Assigned task A »
Summarize the article on the UNH wood project in two sentences.
Assigned task B »
Carry the article on the UNH wood project forward from its final sentence.

Selected passage »
- Opening Delimiter -

UNH Project Reconstructs a Bit of 17th Century History
Forestry Students Busy Identifying Trees From Henry Hudson's 1609 Palisade
By Sharon Keeler
April 26, 2001
DURHAM, N.H. -- A University of New Hampshire scientist and his students have undertaken a unique project to help reconstruct a bit of 17th century history.
Barrett Rock, UNH professor of forest resources, and students in his wood science and technology class are scrutinizing 50 samples of wood excavated last year in Albany, N.Y. The samples were taken from the site of a new parking lot for dating by Paul Krusic, a scientist from Columbia University's Lamont-Doherty Earth Observatory.
The wood came from remnants of old buildings, piers and the palisade originally built by Henry Hudson in 1609. Archaelogists working on the site have associated structures and artifacts with the fall beaching of Henry Hudson's ship the "Half Moon" while he was attempting to find the northwest passage to the Orient.

- Closing Delimiter -

Extracted records »
- Opening Delimiter -

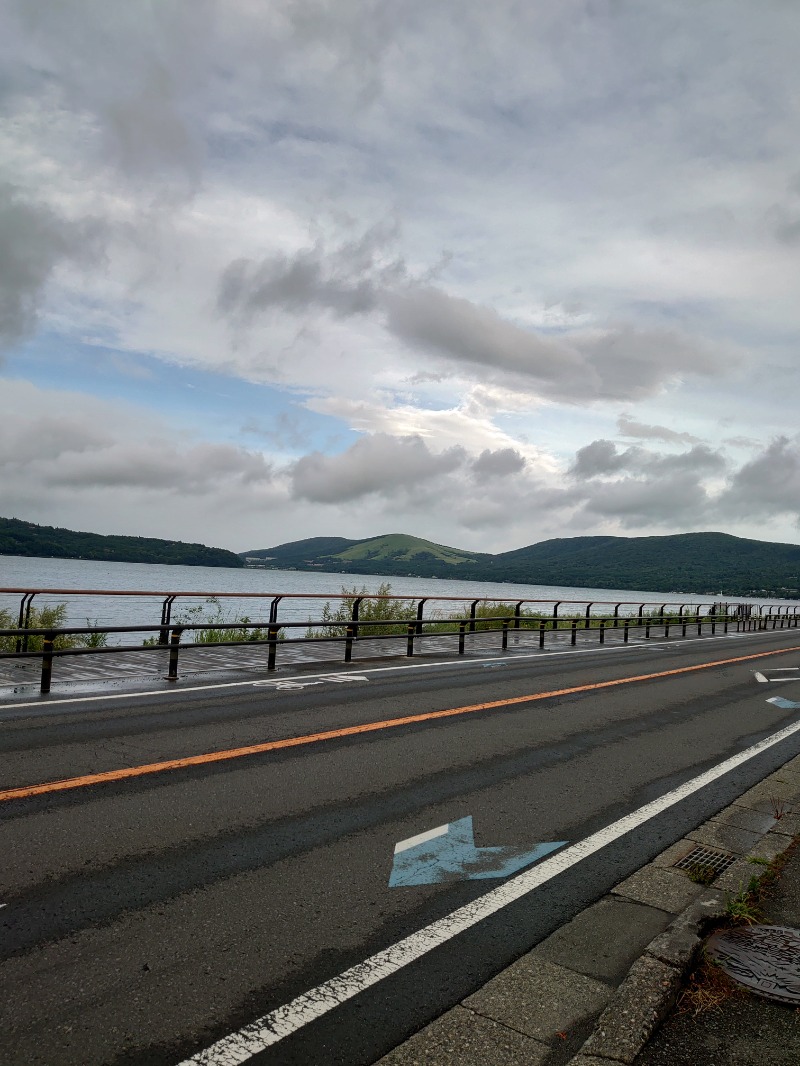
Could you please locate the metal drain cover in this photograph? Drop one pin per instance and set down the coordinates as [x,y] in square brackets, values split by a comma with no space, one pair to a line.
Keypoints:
[718,861]
[765,958]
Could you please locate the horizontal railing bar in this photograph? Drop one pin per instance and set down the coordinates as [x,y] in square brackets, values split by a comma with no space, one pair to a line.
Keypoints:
[209,645]
[325,596]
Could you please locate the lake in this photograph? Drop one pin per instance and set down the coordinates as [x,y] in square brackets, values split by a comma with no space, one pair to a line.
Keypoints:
[27,572]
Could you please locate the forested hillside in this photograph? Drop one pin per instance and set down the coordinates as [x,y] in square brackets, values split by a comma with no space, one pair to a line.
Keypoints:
[706,563]
[49,542]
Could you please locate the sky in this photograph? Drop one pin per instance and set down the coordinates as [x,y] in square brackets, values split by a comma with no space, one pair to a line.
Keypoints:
[486,274]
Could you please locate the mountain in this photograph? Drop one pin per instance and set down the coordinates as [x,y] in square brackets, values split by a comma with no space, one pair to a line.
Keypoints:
[395,553]
[49,542]
[706,563]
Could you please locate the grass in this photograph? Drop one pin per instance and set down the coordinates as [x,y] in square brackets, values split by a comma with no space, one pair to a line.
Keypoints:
[210,613]
[52,616]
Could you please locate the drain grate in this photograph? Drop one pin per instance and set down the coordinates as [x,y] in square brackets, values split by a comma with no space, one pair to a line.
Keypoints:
[706,857]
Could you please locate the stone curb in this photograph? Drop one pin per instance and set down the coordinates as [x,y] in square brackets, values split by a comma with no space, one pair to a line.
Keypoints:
[593,992]
[650,990]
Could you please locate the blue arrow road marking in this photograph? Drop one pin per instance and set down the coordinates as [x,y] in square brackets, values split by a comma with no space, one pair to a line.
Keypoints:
[448,853]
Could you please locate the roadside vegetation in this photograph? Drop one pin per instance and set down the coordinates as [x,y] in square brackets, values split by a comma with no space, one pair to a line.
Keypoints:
[52,616]
[210,613]
[380,616]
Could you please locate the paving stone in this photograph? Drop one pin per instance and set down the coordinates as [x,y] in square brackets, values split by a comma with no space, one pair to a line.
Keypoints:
[673,854]
[744,818]
[678,943]
[603,940]
[736,877]
[642,1000]
[666,889]
[463,1038]
[539,998]
[794,764]
[726,838]
[769,848]
[765,795]
[788,825]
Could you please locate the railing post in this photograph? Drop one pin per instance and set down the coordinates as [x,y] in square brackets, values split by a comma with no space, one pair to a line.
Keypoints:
[273,610]
[163,634]
[25,617]
[172,674]
[47,646]
[272,632]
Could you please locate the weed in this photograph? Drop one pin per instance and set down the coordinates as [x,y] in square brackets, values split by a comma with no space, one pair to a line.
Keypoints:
[779,807]
[742,906]
[708,987]
[701,873]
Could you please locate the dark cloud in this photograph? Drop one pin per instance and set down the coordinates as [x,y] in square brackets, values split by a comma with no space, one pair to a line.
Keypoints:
[498,464]
[600,457]
[347,280]
[629,427]
[378,464]
[674,501]
[33,241]
[767,485]
[76,452]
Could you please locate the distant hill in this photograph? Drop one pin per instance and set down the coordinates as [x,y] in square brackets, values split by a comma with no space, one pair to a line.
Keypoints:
[49,542]
[705,563]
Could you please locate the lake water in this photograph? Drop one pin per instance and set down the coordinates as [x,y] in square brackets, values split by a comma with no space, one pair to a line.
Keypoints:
[155,580]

- Closing Delimiter -

Expected answer A »
Barrett Rock, a University of New Hampshire professor of forest resources, and students in his wood science and technology class are examining 50 wood samples excavated last year from the site of a new parking lot in Albany, N.Y. The wood came from remnants of old buildings, piers and the palisade built by Henry Hudson in 1609, and archaeologists have associated structures and artifacts at the site with the fall beaching of his ship, the "Half Moon."

Expected answer B »
Rock, a scientist in UNH's Institute for the Study of Earth, Oceans, and Space, was contacted by Krusic to identify the pieces of wood, with the hopes of reconstructing a picture of what the forest looked like in 1609. Krusic was a UNH student 22 years ago,
"My job is to date when the trees were felled for construction of the settlement buildings and palisade, and to extract the record of climate recorded in the wood's annual ring widths," says Krusic, who is working with the archaelogical firm that uncovered the site. "The wood Barry's class is working with could give us some idea of what type of natural, climate variation is possible in New England. Due to the precise nature of tree-ring evidence, these dates can be resolved to the year, which is an archaelogist's dream."
Rock saw the project as a perfect opportunity to get his students involved. Working teaching assistant Ben Woodward in the lab, a dozen students this semester are putting theory into practice as they try to figure out the type of tree the wood is from, its age, and other factors about the climate conditions under which it grew.
"See, this sample has no resin canals, so on first look it could be hemlock or cedar," says Mike Gagnon of Bedford, holding up a piece of a tree that pre-dates Columbus' voyage to the New World.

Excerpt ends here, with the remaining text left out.